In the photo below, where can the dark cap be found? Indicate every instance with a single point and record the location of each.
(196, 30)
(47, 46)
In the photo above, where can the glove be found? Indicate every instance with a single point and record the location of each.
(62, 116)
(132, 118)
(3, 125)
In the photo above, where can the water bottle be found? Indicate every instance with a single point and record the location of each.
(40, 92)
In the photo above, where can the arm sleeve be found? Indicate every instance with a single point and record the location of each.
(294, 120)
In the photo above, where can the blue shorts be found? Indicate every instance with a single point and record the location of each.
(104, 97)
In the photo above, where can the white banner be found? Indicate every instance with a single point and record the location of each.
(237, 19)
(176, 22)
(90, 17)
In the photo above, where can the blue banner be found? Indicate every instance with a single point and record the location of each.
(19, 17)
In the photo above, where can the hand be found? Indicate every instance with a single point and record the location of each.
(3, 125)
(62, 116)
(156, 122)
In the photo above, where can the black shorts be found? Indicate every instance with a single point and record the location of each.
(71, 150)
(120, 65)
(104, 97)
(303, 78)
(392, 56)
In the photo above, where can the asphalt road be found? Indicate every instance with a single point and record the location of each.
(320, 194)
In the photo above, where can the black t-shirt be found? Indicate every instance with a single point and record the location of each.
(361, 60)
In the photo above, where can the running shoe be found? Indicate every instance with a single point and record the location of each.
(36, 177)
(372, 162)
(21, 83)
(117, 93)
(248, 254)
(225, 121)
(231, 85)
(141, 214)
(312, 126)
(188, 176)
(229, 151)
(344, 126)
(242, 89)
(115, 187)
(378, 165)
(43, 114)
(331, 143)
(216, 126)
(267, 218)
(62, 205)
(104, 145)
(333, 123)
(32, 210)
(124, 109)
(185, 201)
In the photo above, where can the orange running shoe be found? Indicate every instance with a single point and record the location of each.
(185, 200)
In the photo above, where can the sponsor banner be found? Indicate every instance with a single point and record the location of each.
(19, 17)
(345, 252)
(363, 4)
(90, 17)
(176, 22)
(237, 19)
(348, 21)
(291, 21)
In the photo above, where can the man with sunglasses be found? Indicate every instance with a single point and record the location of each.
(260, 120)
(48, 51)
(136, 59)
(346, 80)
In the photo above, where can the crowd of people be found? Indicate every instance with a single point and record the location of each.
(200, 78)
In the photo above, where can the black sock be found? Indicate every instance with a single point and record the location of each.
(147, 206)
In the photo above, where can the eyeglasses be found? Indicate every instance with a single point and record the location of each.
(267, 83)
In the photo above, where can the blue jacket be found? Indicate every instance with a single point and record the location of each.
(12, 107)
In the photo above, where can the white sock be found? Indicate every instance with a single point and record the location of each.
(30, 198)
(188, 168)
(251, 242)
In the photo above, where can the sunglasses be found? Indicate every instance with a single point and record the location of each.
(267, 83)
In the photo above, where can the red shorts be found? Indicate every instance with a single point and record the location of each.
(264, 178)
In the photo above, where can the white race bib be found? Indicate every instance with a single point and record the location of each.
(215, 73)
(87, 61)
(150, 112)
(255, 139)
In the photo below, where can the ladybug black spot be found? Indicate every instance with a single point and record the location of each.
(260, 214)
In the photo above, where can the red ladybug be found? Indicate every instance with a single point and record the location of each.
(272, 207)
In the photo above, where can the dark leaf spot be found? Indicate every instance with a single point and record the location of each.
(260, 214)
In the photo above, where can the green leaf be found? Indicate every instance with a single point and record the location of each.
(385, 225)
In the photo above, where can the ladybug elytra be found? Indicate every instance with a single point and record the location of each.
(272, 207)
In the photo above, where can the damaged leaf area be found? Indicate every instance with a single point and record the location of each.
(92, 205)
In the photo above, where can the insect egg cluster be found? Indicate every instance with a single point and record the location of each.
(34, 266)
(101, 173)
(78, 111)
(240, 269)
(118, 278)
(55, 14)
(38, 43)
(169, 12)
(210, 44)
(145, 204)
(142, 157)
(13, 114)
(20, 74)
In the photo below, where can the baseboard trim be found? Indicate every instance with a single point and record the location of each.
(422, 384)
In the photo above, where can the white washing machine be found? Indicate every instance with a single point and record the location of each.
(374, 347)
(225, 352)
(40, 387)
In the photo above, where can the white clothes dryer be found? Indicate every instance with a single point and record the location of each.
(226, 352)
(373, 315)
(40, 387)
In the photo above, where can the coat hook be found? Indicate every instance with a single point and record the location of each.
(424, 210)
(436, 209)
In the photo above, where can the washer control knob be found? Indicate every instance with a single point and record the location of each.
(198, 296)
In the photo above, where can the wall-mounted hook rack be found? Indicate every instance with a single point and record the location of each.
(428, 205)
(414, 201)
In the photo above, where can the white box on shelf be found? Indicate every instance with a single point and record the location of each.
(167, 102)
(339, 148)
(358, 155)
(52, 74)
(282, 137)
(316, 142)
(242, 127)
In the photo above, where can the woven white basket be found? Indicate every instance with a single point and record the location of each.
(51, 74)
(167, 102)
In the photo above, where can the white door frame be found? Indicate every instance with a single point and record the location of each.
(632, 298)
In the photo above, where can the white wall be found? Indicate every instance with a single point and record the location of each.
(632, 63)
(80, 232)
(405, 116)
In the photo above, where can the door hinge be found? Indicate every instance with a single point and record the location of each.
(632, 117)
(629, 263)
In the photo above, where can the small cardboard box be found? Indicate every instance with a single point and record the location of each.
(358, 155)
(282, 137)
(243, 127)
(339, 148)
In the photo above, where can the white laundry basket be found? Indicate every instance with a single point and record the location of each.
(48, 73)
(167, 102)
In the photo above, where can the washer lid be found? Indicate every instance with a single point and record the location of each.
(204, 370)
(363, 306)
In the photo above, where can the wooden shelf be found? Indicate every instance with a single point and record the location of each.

++++++++

• [EXERCISE DETAILS]
Repeat the data in its entirety, character for character.

• [OUTPUT BELOW]
In the photo below, where can the dark cap be found? Indicate every instance with a single point and record the location of each.
(196, 30)
(47, 46)
In the photo above, where can the glove be found? Indicate every instance with a single point and record the location of each.
(62, 116)
(132, 118)
(3, 125)
In the photo above, where can the water bottle be found? Indicate every instance with a single point and record the location of each.
(40, 92)
In the photo above, where can the arm sleeve be found? Indicate every instance with a single point and record the location of each.
(294, 120)
In the photo above, where can the blue shorts be found? Indicate every instance with a single point and record the location of each.
(104, 97)
In the photo above, where can the white banner be found? Indicate every instance with a single point and record the location of each.
(237, 19)
(176, 22)
(90, 17)
In the photo above, where can the blue banner be found? Indicate every instance with a single point and record the location of each.
(19, 17)
In the photo above, where can the hand be found? Indicate every instance with a single point and record the location of each.
(3, 125)
(62, 116)
(156, 122)
In the photo above, where can the black shorts be found? Indicate every instance with a single point and record the location of each.
(71, 150)
(120, 65)
(104, 97)
(303, 78)
(392, 56)
In the photo above, where can the asphalt road be found? Indicate every instance with a single point and record the location of each.
(320, 194)
In the photo above, where can the black t-shirt be found? Indicate every instance with a single point and record the location of each.
(361, 60)
In the photo above, where can the running shoe be found? Indicate every instance with a single point and record the location of each.
(36, 177)
(372, 162)
(21, 83)
(117, 93)
(248, 254)
(225, 121)
(231, 85)
(141, 214)
(312, 126)
(188, 176)
(229, 151)
(344, 126)
(242, 89)
(115, 187)
(378, 165)
(43, 114)
(331, 143)
(216, 126)
(267, 218)
(62, 205)
(104, 145)
(333, 123)
(32, 210)
(124, 109)
(185, 201)
In the photo above, where can the orange running shoe be found? Indicate every instance with a single point and record the location of each.
(185, 200)
In the photo above, where can the sponsor banner be found? Indicate every instance with a single point and record the location of each.
(19, 17)
(345, 252)
(363, 4)
(90, 17)
(176, 22)
(237, 19)
(348, 21)
(291, 21)
In the photo above, where can the man with sunglasses be found? Indicate every instance with a single point and record the location of each.
(260, 120)
(48, 51)
(136, 59)
(346, 80)
In the photo above, where can the crowd of people be found? Indicate every instance with a single point and record the location of each.
(200, 78)
In the photo above, where can the black sock be found? Indicate every instance with a single point and record the location of each.
(147, 206)
In the photo above, where can the eyeglasses be found? Indicate every instance with a single point and record the location of each.
(267, 83)
In the photo above, where can the blue jacket be found? Indicate every instance with a single point and record the location of each.
(12, 107)
In the photo above, where can the white sock be found? Indicate every instance with a single point and record the location of each.
(30, 198)
(188, 168)
(251, 242)
In the photo above, where can the sunglasses be found? Indicate every instance with a single point and record the location of each.
(267, 83)
In the photo above, where can the red shorts be found? Indicate every instance with a single point and record the location of each.
(264, 178)
In the photo above, where can the white race bib be found? Indicate every instance with a single point and record the location of each.
(215, 73)
(87, 61)
(150, 112)
(255, 139)
In the photo below, where can the ladybug black spot be found? Indicate every instance with a single point and record the location of each.
(260, 214)
In the photo above, where can the red ladybug be found? Indicate every instance with a single point and record the location of each.
(272, 207)
In the photo above, where can the dark leaf spot be found? Indicate every instance with a single point and record the location of each.
(260, 214)
In the photo above, where can the green leaf be found? Indicate every instance with a single point and record the location of each.
(385, 225)
In the photo above, where can the ladybug elytra be found? Indicate every instance with a single point and record the location of each.
(272, 207)
In the photo above, where can the damaged leaf area be found? Indicate every instance with a single point and record the location of each.
(92, 205)
In the photo above, where can the insect egg cluster be found? Indicate every instance with a single point and record the location of each.
(34, 266)
(101, 173)
(78, 111)
(240, 269)
(118, 278)
(55, 14)
(38, 43)
(169, 12)
(210, 44)
(145, 204)
(142, 157)
(13, 114)
(20, 74)
In the photo below, where can the baseboard trim be found? Indicate every instance with a single point and record the location of each.
(422, 384)
In the photo above, where can the white washing machine be found? Indicate every instance with a single point and record the location of each.
(374, 347)
(225, 352)
(40, 387)
In the photo above, where can the white clothes dryer be found? Indicate every instance with a single point and record the location of each.
(226, 352)
(373, 315)
(40, 387)
In the photo above, where can the coat hook be found? Indicate every instance with a single point and record the location of each.
(424, 210)
(436, 209)
In the photo above, where can the washer control knob be found? Indicate every instance with a single point and record the location of each.
(198, 296)
In the photo above, where can the wall-mounted hook rack be found? Indicate every instance with a single point and record the location of each.
(428, 205)
(414, 201)
In the photo above, where can the white box on shelf be found? Indicate every instance with a single point and record the location of each.
(167, 102)
(339, 148)
(358, 155)
(52, 74)
(282, 137)
(316, 142)
(242, 127)
In the photo above, where can the woven white basket be found? Indicate every instance with a single point and record the location of each.
(51, 74)
(167, 102)
In the photo above, where can the white door frame be found? Indicate every instance with a single point and record the location of each.
(632, 298)
In the photo above, where can the white wall be found? Indicate every instance with a single point and record the location of each.
(632, 63)
(80, 232)
(405, 116)
In the photo above, where can the door hinge be found? Indicate every instance with a single point and record the location of each.
(632, 117)
(629, 263)
In the photo above, where can the small cardboard box be found? Indicate every instance with a single point and record the location of each.
(358, 155)
(282, 137)
(243, 127)
(339, 148)
In the photo above, where can the white laundry basket be found? Indicate every instance with a single point and record the location of each.
(48, 73)
(167, 102)
In the photo above, where can the washer lid be found? Indicate every instance with a single point and record the location of each.
(204, 370)
(363, 306)
In the photo above, where can the wooden shelf be found? Indicate every instance with a single point and record the location of each.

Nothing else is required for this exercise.